Ejercicios propuestos
1. Transcribe del texto sobre Haruki Murakami el tramo que va desde "Haruki Murakami cumplió" hasta "en gran medida.".
2. Escribe lo que sigue en el texto sobre Haruki Murakami y el Nobel, a partir del punto en que termina.

Fragmento de texto
***

Haruki Murakami cumplió sesenta y nueve años (ahora tiene setenta y uno) volviendo a su afición primordial, que es la de poner música, hablar de música, y sentirse usamericano del siglo XX, todo tópico y boulevard del jazz y The Beatles y montañas de discos de vinilo alrededor. Es decir, décadas después de haber regentado un club de jazz, se hizo DJ de una emisora de radio, actividad cool y solitaria por antonomasia con la que, según él, experimenta un placer físico. Atrás quedan años y años de ser candidato extraoficial –no hay listas de finalistas en la Academia– para el multicultural y pendulante Nobel (ora un disidente chino, ora una activista lesbofeminista), y su jubilación dorada de escritor millonario se presenta así: dulce, apacible, rutinaria, inalterada. Como su literatura, en gran medida. 

 

Este año tampoco le han dado el Nobel, y está bien que así sea. Está bien porque, además de poder decir siempre por estas fechas “el año que viene en Jerusalem” (quiero decir, en Estocolmo), lo que otorga una tensión de “ya, pero todavía no” a su carrera, también nos permite a los indecisos seguir pensando en si lo merece o no. Por un lado, está claro que sí, pues ¿no lo han recibido autores que nos parecen escuálidos, pigmeos (si se puede decir todavía pigmeos como insulto), haciendo sudar a los redactores de Cultura, que se preguntan quién demonios es el premiado? ¿No se lo dieron a Bob Dylan, extendiendo la categoría de Literatura a las letras de canciones? Así las cosas, Murakami lo merecería de largo, y los millones de lectores que lo veneran se sienten decepcionados año tras año, como españoles recibiendo a la Selección caída en cuartos (antes del año –y del beso– Casillas-Carbonero, claro).

***

Datos mostrados
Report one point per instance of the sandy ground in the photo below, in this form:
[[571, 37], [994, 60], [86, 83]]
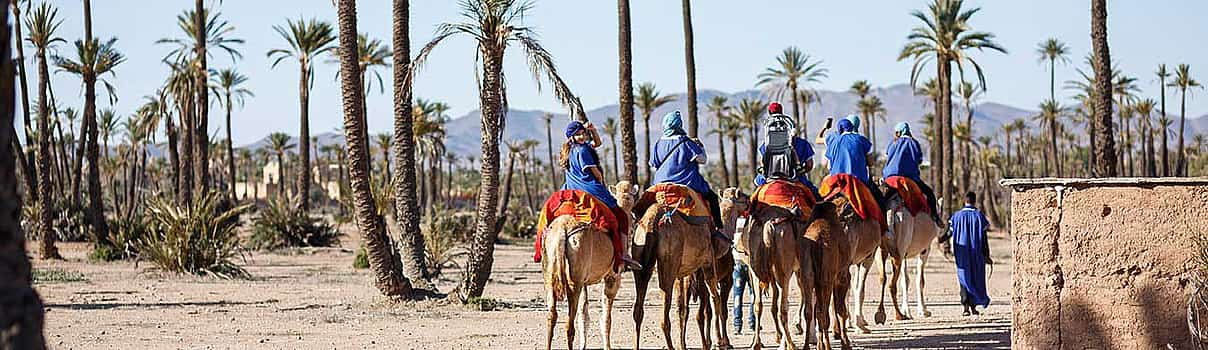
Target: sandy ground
[[314, 298]]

***

Respuestas
1.
Haruki Murakami cumplió sesenta y nueve años (ahora tiene setenta y uno) volviendo a su afición primordial, que es la de poner música, hablar de música, y sentirse usamericano del siglo XX, todo tópico y boulevard del jazz y The Beatles y montañas de discos de vinilo alrededor. Es decir, décadas después de haber regentado un club de jazz, se hizo DJ de una emisora de radio, actividad cool y solitaria por antonomasia con la que, según él, experimenta un placer físico. Atrás quedan años y años de ser candidato extraoficial –no hay listas de finalistas en la Academia– para el multicultural y pendulante Nobel (ora un disidente chino, ora una activista lesbofeminista), y su jubilación dorada de escritor millonario se presenta así: dulce, apacible, rutinaria, inalterada. Como su literatura, en gran medida.

2.
Frikismo y cultura pop

Pero, por otro lado, tenemos nuestras reservas. Conozco a mucha gente que, tras la extensión del frikismo y la cultura pop entre las clases medias y consumidoras, empezó a sentirse autorizada para aficionarse al manga y apuntarse a japonés en la Escuela de Idiomas. Paseaban cuadernos con sus prácticas de kanji y nos explicaban, pedagógicos, las diferencias entre hiragana y katakana. Invariablemente, tenían un jardín japonés en miniatura en su salón, –rastrillito y piedras–, y hacían descalzarse a las visitas a las que infligían su maki-sushi de cursillo acelerado. No era infrecuente verlos pasear con su volumen de Tusquets de Murakami bajo el brazo, en el metro, en la oficina y, en cuanto nos descuidábamos, ponían los ojos en blanco al hablarnos de la sensibilidad extrema y delicada del autor. Insistían en que lo leyésemos, con vehemencia más ibérica que nipona, como esos que insisten en la dieta disociada o las virtudes del pilates para fortalecer el suelo pélvico. ¿Cómo no hacerles caso? No podemos negar que uno se siente especial al leer a un autor japonés, como más moderno y curioso, y además Tusquets tiene un catálogo que incluye verdaderas joyas. Así que nos pusimos a ello, con expectativas altas y con la humildad de quien de Japón sólo conoce lo que Bill Murray en Lost in Translation: los karaokes, las luces de neón, y los pelos color de rosa de sus sonrientes bellezas de Pornhub.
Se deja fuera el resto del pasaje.